— BEGIN —
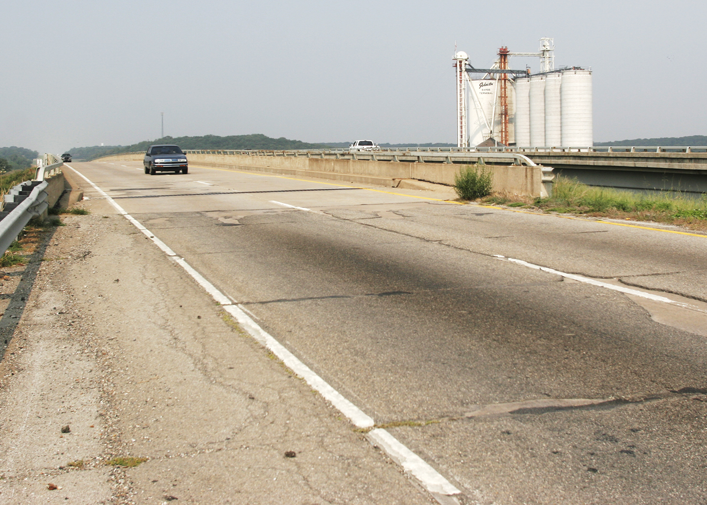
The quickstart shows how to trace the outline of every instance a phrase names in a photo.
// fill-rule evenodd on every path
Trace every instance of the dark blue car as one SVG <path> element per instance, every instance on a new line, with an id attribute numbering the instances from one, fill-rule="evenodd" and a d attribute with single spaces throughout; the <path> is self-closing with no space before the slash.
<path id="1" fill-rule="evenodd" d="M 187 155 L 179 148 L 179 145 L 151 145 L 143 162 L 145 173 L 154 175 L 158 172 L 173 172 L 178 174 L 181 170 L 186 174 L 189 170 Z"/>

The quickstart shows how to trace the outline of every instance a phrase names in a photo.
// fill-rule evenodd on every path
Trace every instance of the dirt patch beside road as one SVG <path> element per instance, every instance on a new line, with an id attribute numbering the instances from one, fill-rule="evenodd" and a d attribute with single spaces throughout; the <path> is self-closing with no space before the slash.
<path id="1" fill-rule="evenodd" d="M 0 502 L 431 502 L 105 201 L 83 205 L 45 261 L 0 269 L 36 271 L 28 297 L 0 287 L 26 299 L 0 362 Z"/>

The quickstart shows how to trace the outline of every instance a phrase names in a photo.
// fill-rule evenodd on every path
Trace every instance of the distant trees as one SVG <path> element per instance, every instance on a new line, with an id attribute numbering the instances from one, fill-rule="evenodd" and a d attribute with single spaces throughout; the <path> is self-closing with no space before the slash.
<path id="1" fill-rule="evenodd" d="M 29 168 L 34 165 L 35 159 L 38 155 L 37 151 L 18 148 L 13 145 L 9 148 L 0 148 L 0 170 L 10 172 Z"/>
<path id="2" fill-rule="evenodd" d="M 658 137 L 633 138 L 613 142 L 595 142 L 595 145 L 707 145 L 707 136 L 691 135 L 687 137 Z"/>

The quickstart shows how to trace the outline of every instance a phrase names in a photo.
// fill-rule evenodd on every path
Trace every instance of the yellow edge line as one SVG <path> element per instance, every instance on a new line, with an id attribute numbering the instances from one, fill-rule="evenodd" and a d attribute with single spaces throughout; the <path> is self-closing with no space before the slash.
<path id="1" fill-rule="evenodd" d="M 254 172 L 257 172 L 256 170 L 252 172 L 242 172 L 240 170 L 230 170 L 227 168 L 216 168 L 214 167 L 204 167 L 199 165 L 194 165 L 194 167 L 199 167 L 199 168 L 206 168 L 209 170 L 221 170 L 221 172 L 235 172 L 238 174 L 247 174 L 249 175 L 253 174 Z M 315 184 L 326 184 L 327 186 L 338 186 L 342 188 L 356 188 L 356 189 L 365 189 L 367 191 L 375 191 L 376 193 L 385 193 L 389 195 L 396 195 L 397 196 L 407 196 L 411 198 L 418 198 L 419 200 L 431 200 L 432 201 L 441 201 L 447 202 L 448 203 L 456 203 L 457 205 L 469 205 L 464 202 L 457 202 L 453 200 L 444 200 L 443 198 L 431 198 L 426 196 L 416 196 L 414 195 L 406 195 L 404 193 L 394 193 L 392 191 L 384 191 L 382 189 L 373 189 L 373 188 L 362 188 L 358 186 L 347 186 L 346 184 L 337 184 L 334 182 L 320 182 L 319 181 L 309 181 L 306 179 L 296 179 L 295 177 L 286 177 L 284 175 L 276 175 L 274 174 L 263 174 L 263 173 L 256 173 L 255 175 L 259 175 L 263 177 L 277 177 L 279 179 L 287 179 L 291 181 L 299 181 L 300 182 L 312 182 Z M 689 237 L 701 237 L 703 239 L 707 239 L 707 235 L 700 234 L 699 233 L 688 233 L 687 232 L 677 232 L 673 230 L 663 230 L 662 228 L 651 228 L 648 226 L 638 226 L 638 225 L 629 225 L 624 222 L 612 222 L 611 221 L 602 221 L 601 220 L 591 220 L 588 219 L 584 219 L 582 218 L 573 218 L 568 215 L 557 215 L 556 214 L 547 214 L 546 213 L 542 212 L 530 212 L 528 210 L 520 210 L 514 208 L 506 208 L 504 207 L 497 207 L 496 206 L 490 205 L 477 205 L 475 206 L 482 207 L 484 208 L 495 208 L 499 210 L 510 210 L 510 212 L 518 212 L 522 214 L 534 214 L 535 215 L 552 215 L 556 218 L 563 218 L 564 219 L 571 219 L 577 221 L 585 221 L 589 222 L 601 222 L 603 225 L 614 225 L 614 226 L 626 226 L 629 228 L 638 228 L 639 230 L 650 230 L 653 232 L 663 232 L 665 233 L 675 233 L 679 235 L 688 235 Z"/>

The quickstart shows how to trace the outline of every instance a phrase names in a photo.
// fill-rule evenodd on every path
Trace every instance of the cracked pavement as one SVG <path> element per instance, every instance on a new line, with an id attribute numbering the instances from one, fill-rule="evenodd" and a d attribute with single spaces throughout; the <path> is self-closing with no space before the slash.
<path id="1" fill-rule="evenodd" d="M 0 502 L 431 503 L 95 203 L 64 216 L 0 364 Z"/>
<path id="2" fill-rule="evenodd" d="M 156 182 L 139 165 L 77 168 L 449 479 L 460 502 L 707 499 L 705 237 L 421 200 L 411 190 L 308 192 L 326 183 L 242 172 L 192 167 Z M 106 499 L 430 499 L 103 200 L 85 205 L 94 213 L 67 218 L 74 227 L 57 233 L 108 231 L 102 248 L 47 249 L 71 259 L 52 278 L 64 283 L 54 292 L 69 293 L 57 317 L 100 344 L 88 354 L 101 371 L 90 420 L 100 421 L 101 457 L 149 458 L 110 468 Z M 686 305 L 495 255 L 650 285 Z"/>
— END —
TASK DETAILS: Print the rows from the very first line through the line with "502 L 431 502", including both ends, and leave the pictures out.

RESPONSE TO THE TASK:
The quickstart shows how to trace the outline of every instance a phrase names in a photo.
// fill-rule evenodd on every path
Trace every instance of the dark blue car as one SVG <path> element per instance, every instance on a new line, with an id attribute numbering the instances from one, fill-rule="evenodd" and a d attribute with single spaces throughout; the <path> is self-closing with no space before the slash.
<path id="1" fill-rule="evenodd" d="M 187 155 L 179 148 L 179 145 L 151 145 L 143 162 L 145 173 L 154 175 L 158 172 L 173 172 L 178 174 L 181 170 L 186 174 L 189 170 Z"/>

The quickstart shows how to trace the outline of every instance a phrase names in a photo.
// fill-rule evenodd on every path
Trace every instance of the dirt patch beside road as one SVG <path> element per instance, every instance on a new line, with an id attribute numbering the instances from one, fill-rule="evenodd" and a d attribute with single spaces throughout; the <path> is self-closing with no space before the slash.
<path id="1" fill-rule="evenodd" d="M 0 502 L 431 502 L 105 201 L 83 205 L 45 261 L 0 269 L 36 271 L 28 297 L 0 287 L 26 299 L 0 362 Z"/>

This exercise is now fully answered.